SOURCE DOCUMENT below:
Subaru continued with a rear engine platform so as to afford more trunk space up front and provide seating for four passengers, whereas competitors offered front engine front wheel drive vehicles to reduce noise intrusion from the engine and offer rear seats that folded down for increased cargo capacity, albeit with fewer passengers. In response to the rising popularity of front wheel drive front engine alternatives, Subaru offered a utilitarian hatchback bodystyle (marketed as a Van) from 16 February 1970. Instead of the 31 PS of the sedan, the lower tuned Van has 26 PS. The sedan carries the K12 model code, with the Van being the K41.

Performance versions of the R-2 came April 18, 1970, in the form of the R-2 SS with a dual exhaust and an increase in the compression ratio from 3.8 kgm at 6400 rpm to 7.5 kgm at 7000 rpm, and a higher trim level called the R-2 GL arrived on 5 October. Another contributor to the early cancellation of the R-2 was its handling characteristics, which were found to be not as stable as vehicles that were front engine, front wheel drive.

Subaru would launch a spiritual successor to the R-2 in 2003, called the Subaru R2.

==Cultural references==
The Subaru R-2 was driven by Natsumi Tsujimoto, a fictional anime character and one of the main protagonists in the You're Under Arrest franchise.

This particular car model is also being prominently used by the character Toshio in the Ghibli studio's animated adaptation of the manga "Only Yesterday".
End of SOURCE DOCUMENT.
PROVIDED MATERIAL below:
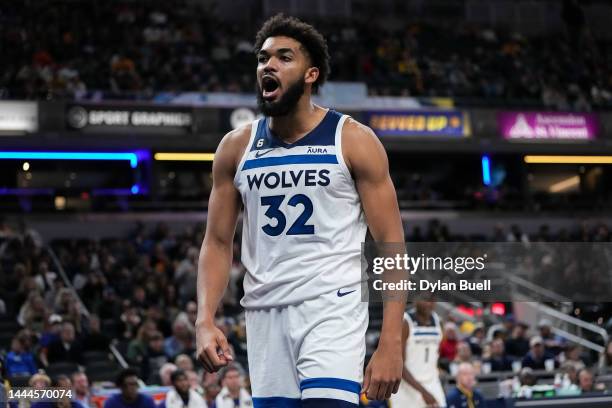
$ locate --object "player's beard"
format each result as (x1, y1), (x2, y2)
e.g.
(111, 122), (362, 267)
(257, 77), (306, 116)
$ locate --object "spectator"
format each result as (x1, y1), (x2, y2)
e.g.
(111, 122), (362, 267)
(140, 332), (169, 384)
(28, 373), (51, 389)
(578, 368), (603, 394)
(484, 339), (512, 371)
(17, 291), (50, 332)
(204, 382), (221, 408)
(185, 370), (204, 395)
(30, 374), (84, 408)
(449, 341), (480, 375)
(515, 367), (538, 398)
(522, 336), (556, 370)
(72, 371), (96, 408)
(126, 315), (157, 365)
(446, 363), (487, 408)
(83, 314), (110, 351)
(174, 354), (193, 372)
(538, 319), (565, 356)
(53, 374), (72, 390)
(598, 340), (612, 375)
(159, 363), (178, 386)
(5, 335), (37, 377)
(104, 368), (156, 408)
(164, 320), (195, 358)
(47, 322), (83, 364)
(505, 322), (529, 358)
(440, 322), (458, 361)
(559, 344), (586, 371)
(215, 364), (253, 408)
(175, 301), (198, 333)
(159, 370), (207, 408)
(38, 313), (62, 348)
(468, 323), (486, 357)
End of PROVIDED MATERIAL.
PROVIDED MATERIAL below:
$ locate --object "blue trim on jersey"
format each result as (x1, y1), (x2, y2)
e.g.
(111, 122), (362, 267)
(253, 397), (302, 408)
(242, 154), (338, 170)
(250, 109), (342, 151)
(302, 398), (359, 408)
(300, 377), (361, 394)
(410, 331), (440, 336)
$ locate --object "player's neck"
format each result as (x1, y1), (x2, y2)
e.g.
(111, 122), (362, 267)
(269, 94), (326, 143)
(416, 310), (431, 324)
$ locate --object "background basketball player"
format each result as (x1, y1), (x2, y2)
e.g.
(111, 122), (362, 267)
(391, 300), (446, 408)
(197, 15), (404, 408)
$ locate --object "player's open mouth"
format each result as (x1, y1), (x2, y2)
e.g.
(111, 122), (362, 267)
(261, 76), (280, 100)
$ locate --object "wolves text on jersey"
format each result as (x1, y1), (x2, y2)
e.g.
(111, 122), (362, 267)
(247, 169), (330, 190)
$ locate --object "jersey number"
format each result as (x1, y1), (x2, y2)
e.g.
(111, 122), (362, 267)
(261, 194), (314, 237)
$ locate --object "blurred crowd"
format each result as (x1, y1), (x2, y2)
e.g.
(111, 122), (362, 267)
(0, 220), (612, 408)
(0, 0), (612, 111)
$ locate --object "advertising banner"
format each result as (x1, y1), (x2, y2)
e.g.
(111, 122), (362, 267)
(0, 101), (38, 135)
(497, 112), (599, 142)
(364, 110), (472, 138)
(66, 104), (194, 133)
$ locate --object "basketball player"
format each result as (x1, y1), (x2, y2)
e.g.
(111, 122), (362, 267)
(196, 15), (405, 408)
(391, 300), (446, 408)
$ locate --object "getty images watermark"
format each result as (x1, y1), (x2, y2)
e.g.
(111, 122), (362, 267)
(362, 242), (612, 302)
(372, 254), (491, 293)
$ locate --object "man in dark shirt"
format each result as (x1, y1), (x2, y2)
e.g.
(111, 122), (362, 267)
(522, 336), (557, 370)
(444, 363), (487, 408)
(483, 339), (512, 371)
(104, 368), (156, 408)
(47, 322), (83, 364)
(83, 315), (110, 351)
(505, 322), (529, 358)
End of PROVIDED MATERIAL.
# COMPLETE THE FOLLOWING:
• A. According to the Subaru R-2 text, why did Subaru keep a rear engine platform?
• B. Write out the part of the Subaru R-2 text that opens with the words containing "Subaru continued with" and closes with "being the K41.".
• C. In the Subaru R-2 text, what model code does the Van carry?
These lines have no connection to the Subaru R-2 text.

# RESPONSES IN ORDER:
• A. Subaru kept the rear engine layout to allow more trunk space up front and to seat four passengers.

• B.
Subaru continued with a rear engine platform so as to afford more trunk space up front and provide seating for four passengers, whereas competitors offered front engine front wheel drive vehicles to reduce noise intrusion from the engine and offer rear seats that folded down for increased cargo capacity, albeit with fewer passengers. In response to the rising popularity of front wheel drive front engine alternatives, Subaru offered a utilitarian hatchback bodystyle (marketed as a Van) from 16 February 1970. Instead of the 31 PS of the sedan, the lower tuned Van has 26 PS. The sedan carries the K12 model code, with the Van being the K41.

• C. K41